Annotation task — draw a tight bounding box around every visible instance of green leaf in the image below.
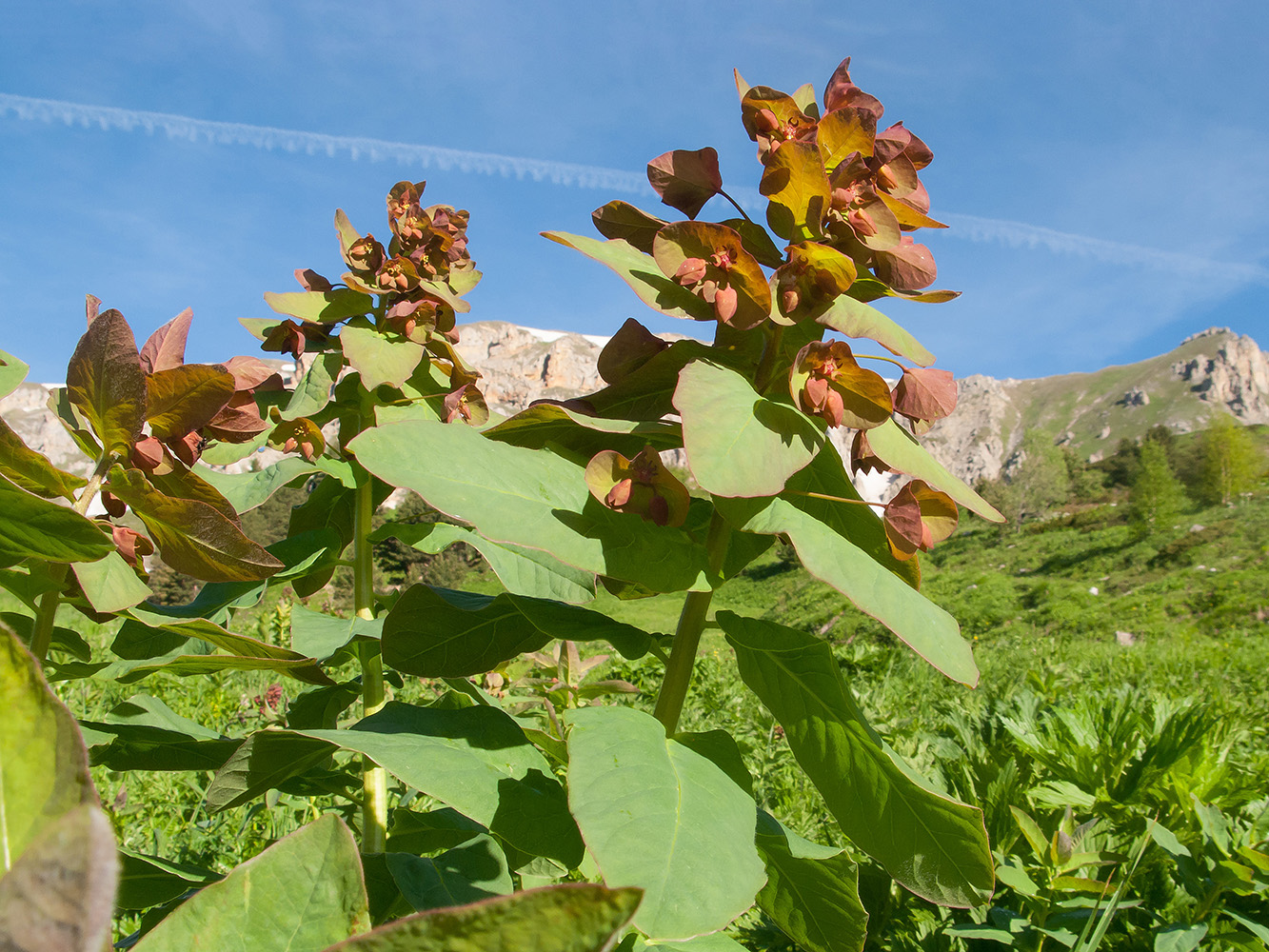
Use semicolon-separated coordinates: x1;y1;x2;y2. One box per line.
104;466;282;582
114;849;224;910
207;702;583;868
758;140;831;243
756;811;868;952
1155;922;1207;952
107;609;334;684
714;451;979;686
339;317;424;389
282;350;344;420
84;694;240;777
716;612;994;906
66;308;146;456
0;612;92;662
0;803;119;952
0;475;113;565
815;294;934;367
0;625;96;873
0;350;30;397
134;814;370;952
264;288;374;324
566;707;765;940
290;605;384;662
198;456;353;513
317;883;640;952
590;201;668;254
146;363;235;439
0;418;87;503
369;522;595;605
386;834;515;913
349;424;708;591
868;420;1005;522
484;404;683;460
674;361;824;496
384;585;652;678
542;231;717;321
388;806;485;856
49;387;102;460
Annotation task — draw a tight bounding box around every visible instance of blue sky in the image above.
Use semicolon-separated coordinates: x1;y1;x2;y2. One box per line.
0;0;1269;381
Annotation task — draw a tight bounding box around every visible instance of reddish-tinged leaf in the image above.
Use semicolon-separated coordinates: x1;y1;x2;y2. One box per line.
586;446;691;526
652;221;771;330
590;201;668;255
823;56;885;119
649;146;722;219
815;109;877;171
296;268;335;290
876;235;938;290
895;367;957;420
66;308;146;457
141;307;194;373
877;191;946;229
203;389;270;443
108;466;283;582
884;486;923;560
222;357;282;389
884;480;961;559
146;363;235;441
146;456;241;526
758;141;831;241
789;340;893;429
597;317;668;384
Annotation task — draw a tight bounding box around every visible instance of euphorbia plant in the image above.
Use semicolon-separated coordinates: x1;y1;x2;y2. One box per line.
2;50;999;951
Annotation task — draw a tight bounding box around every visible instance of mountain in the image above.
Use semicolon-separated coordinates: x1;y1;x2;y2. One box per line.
922;327;1269;484
0;321;1269;491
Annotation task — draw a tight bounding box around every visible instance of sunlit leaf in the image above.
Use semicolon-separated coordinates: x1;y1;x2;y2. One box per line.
384;585;651;678
0;807;119;952
674;361;824;496
0;625;96;873
590;201;668;254
317;883;640;952
566;707;765;940
0;475;114;565
264;288;374;324
104;466;282;582
717;612;995;906
758;142;830;241
0;418;87;502
134;814;370;952
66;308;146;456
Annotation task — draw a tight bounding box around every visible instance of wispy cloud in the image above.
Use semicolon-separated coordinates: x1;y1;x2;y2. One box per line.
0;92;1269;286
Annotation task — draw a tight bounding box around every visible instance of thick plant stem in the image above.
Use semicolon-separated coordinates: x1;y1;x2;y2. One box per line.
353;464;388;853
652;513;731;735
30;453;114;665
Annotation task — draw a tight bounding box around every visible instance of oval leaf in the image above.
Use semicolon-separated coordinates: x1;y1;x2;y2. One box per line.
566;707;766;940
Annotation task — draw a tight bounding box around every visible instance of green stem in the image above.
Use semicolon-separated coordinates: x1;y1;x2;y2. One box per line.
30;453;114;665
353;462;388;853
652;511;731;735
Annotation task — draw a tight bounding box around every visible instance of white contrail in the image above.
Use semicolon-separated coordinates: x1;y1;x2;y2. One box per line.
0;92;1269;285
0;92;652;194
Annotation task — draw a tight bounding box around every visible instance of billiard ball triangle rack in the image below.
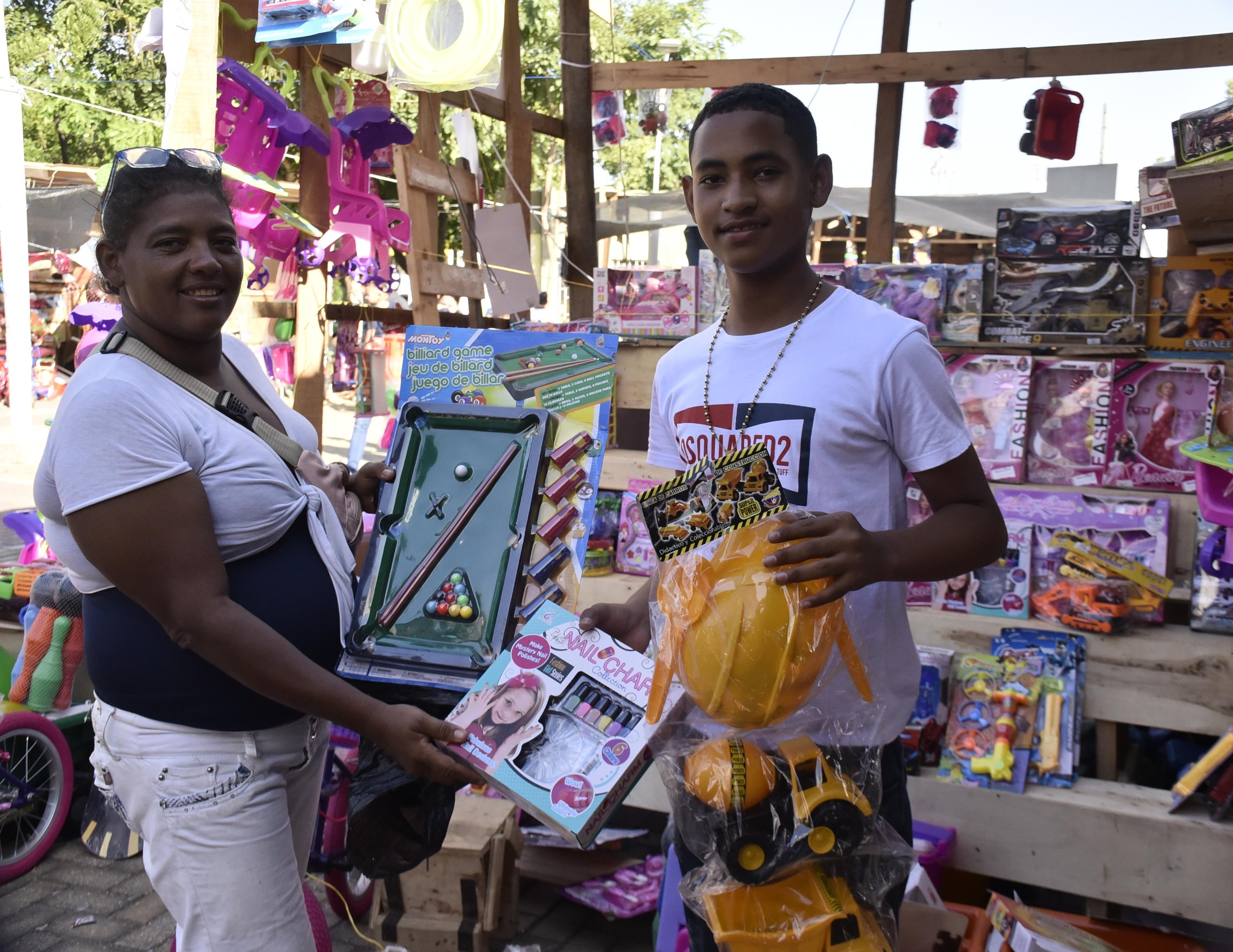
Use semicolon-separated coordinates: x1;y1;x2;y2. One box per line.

────────

Copy the rows from the line with "sky in the image above." to the line with "652;511;731;735", both ends included, keeping every request line and decreasing each bounding-box coordinate by 96. Give back only those lines.

Annotation task — draw a tight bounding box around every visible instance of blue sky in the image above.
Use semicolon-separated coordinates: x1;y1;x2;y2. One box per line.
-96;-96;1173;285
Annotation task — draw a tight bounding box around every visible instance of reddish-tinged leaf in the image above.
Use semicolon-separated coordinates: x1;y1;x2;y2. One box per line.
490;350;595;430
556;125;675;234
494;105;572;159
727;-40;789;23
553;50;626;123
719;13;781;75
200;172;239;194
780;139;842;194
799;271;861;324
-30;212;50;361
45;211;98;277
781;95;850;133
107;293;174;347
12;370;187;486
788;390;827;464
126;261;186;293
788;384;865;463
50;267;139;345
50;360;145;430
662;45;735;145
693;244;797;333
501;221;572;288
Annotation task — draw a tight bounding box around every visible instance of euphorbia plant in the image above.
Use semicolon-separated coordinates: x1;y1;x2;y2. One box per line.
-94;-46;903;855
Annotation task — draw a tight bounding box around every visible instance of mountain in the image above.
Use semicolon-separated coordinates: x1;y1;x2;y2. One box per line.
826;231;1173;388
-96;225;1173;395
Annotation task — draw a tight bounding box around every visible instance of sunlit leaf in the image above.
Use semicolon-separated coordinates: x1;y1;x2;y2. One box per line.
288;489;555;582
-96;711;23;856
578;265;728;400
-96;529;0;777
494;105;572;158
221;787;544;856
470;611;669;844
-96;379;18;469
168;192;278;228
8;370;186;486
621;516;899;810
662;46;734;145
-96;322;-9;406
38;718;274;856
-30;212;50;360
Annotation task — draw a tight bounding box around every visible instance of wispy cloud in the image above.
Use semicolon-separated coordinates: x1;y1;x2;y2. One box per line.
-96;-4;1173;190
Annotation task — draw a tight bounding box around every visible instance of thick plant stem in the image above.
Use semicolon-separated coordinates: x1;y1;x2;y2. One box per line.
257;368;292;757
556;417;635;639
-66;357;18;569
Annotation task — draw a tight bounding box around every visible instance of oval leaf in the image above.
Use semicolon-separated coordinates: x1;y1;x2;y2. One box per line.
470;611;670;844
Annotation task — draw a tight bounding box around every visible instance of green stem in the image above.
Use semicolon-separated coordinates: x1;y1;x2;y2. One box per line.
-66;357;18;569
257;366;292;757
556;415;635;639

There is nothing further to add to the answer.